◆ **Your instructions**: Rewrite the listing from the line containing "Final verification step: confirm the presence of distant" through the line containing "[306,640,379,770]", inclusive, substituting "street lamp" for "lamp post" and leaving everything else unchanged.

(Listing of labeled boxes)
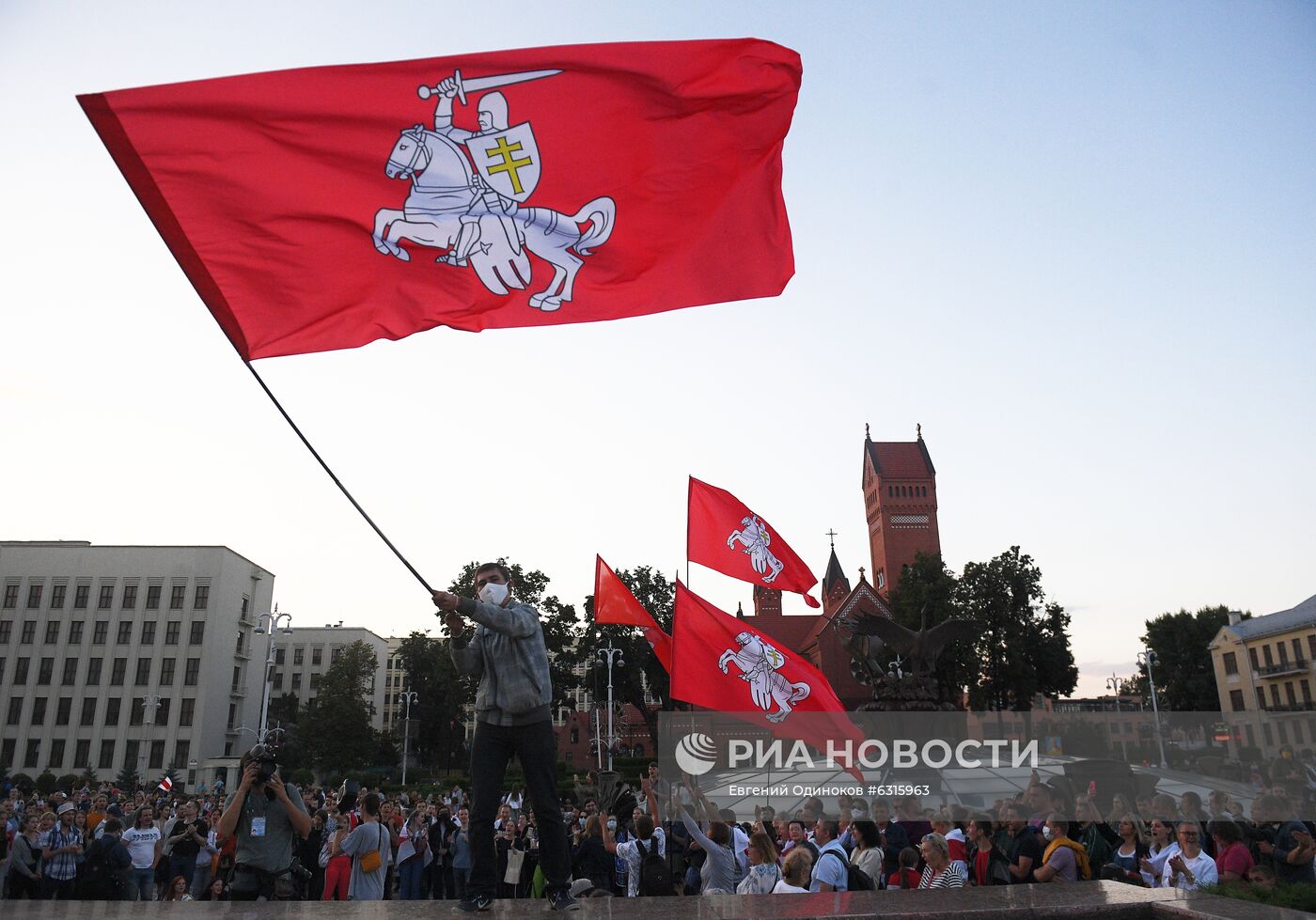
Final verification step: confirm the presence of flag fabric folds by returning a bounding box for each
[671,582,865,782]
[685,476,819,607]
[79,39,802,359]
[593,555,671,674]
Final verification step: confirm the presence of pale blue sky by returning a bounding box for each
[0,3,1316,693]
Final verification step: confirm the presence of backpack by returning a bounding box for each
[635,840,677,897]
[822,850,878,891]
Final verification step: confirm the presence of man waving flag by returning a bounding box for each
[685,476,819,607]
[671,582,865,782]
[593,555,671,674]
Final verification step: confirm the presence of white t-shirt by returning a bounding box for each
[618,828,667,897]
[122,827,162,868]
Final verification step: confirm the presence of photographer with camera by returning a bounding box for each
[218,743,310,900]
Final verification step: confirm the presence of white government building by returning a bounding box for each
[0,541,388,787]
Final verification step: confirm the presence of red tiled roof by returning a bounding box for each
[865,441,937,477]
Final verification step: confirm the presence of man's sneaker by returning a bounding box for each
[549,890,580,911]
[458,895,494,913]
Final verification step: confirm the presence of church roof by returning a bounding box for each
[822,548,850,598]
[863,438,937,479]
[1224,595,1316,640]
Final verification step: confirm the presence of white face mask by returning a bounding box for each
[480,582,507,607]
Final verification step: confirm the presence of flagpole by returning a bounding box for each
[243,358,434,594]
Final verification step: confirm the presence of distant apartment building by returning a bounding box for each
[0,541,274,783]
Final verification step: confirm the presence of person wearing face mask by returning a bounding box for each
[434,562,579,912]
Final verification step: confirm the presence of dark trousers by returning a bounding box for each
[466,720,572,897]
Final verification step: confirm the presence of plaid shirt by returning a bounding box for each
[40,824,82,881]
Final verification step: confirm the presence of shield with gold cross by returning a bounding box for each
[466,121,540,204]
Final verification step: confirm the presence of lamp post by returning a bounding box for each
[137,694,164,783]
[1138,648,1170,770]
[256,604,292,745]
[599,638,626,770]
[1105,673,1129,762]
[399,690,420,787]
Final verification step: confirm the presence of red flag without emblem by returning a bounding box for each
[593,555,671,674]
[685,476,819,607]
[671,582,865,782]
[79,39,802,359]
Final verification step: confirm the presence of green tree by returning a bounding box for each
[955,546,1078,710]
[579,566,677,750]
[398,632,475,770]
[447,558,580,709]
[1137,605,1251,712]
[306,640,379,770]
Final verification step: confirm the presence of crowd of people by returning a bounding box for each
[0,762,1316,900]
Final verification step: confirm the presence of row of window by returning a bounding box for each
[1221,633,1316,674]
[0,739,192,772]
[0,620,205,645]
[6,696,196,728]
[0,657,201,687]
[0,582,211,611]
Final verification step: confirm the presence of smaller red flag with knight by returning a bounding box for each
[685,476,819,607]
[671,582,865,782]
[593,555,671,674]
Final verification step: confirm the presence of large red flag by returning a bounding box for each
[79,39,802,359]
[593,555,671,674]
[671,582,866,782]
[685,476,819,607]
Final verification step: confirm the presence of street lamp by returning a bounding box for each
[599,638,626,770]
[1105,671,1129,762]
[399,690,420,788]
[256,604,292,745]
[1138,648,1170,770]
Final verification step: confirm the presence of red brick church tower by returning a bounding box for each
[863,425,941,596]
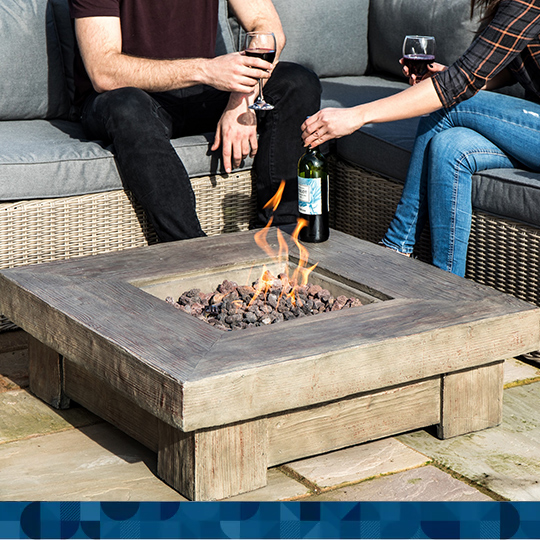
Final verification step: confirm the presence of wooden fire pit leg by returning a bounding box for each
[158,419,268,501]
[438,361,504,439]
[28,335,70,409]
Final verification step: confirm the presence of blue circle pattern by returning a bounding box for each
[0,501,540,540]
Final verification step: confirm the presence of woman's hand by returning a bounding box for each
[302,107,363,147]
[399,58,447,86]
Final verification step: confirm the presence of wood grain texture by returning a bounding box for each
[0,232,540,431]
[64,358,159,452]
[158,419,268,501]
[438,362,504,439]
[267,377,441,466]
[0,231,540,500]
[28,336,70,409]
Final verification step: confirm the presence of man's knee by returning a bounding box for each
[96,87,156,120]
[270,62,322,100]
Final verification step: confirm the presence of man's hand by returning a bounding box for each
[202,53,273,94]
[212,94,257,173]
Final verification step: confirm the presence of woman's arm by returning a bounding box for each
[302,79,442,146]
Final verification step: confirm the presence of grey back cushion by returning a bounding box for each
[262,0,369,77]
[216,0,236,56]
[0,0,70,120]
[369,0,479,77]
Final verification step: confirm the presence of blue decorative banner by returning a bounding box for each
[0,501,540,540]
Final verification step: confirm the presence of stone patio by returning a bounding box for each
[0,332,540,501]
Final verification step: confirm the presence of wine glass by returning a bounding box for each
[244,32,276,111]
[403,36,435,82]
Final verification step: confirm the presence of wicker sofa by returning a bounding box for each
[0,0,540,338]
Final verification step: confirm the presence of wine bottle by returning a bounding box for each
[298,147,330,242]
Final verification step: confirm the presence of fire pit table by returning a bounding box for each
[0,230,540,500]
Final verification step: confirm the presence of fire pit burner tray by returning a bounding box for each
[0,231,540,500]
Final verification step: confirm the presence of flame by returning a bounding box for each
[249,180,318,306]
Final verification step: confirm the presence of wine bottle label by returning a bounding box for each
[298,176,322,216]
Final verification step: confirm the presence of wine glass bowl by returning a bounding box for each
[403,35,435,80]
[244,32,276,111]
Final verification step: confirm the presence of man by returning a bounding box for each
[69,0,321,241]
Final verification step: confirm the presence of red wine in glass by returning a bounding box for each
[246,49,276,64]
[403,54,435,77]
[403,36,435,83]
[244,32,276,111]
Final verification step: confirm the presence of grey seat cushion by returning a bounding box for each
[472,169,540,227]
[322,76,418,181]
[273,0,369,77]
[0,0,70,120]
[0,120,252,201]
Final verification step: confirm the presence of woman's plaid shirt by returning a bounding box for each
[433,0,540,108]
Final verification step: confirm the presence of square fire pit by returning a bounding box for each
[0,230,540,500]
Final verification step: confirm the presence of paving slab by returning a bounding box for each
[287,438,430,489]
[0,349,28,392]
[399,383,540,501]
[504,358,540,386]
[0,422,186,501]
[0,390,101,445]
[309,465,492,501]
[223,469,310,502]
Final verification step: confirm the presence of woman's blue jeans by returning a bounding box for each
[382,91,540,276]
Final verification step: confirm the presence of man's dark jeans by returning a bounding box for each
[82,62,321,242]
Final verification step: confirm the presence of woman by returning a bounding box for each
[302,0,540,276]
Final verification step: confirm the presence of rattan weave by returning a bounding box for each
[330,159,540,305]
[0,171,256,331]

◆ **Worked answer**:
Final verification step: confirm the presence of distant apartment building by returning a bounding box for each
[0,541,274,783]
Final verification step: confirm the presence of person wearing face mask by returning a bounding box for each
[434,562,579,912]
Final verification step: confirm the presence of dark trousers by returning a bounding box for each
[466,720,572,897]
Final verification step: confirm the presence of plaid shirt by returning a bounding box for each
[40,824,82,881]
Final verification step: confirm the presence of shield with gold cross by returning a bounding box for each
[466,121,540,204]
Final verification step: confirm the presence of street lamp by returning a bounding box for each
[137,694,164,783]
[1138,648,1170,770]
[256,604,292,745]
[599,638,626,770]
[1105,673,1129,762]
[399,690,420,787]
Final verification step: confirm the presence of red flag without emblem by returning a bounding box for each
[593,555,671,674]
[685,476,819,607]
[671,582,865,782]
[79,39,802,359]
Final verification step: confirm the presence of green tree by returning a bounding box for each
[955,546,1078,710]
[579,566,677,750]
[398,632,475,770]
[447,558,580,709]
[1137,605,1251,712]
[306,640,379,770]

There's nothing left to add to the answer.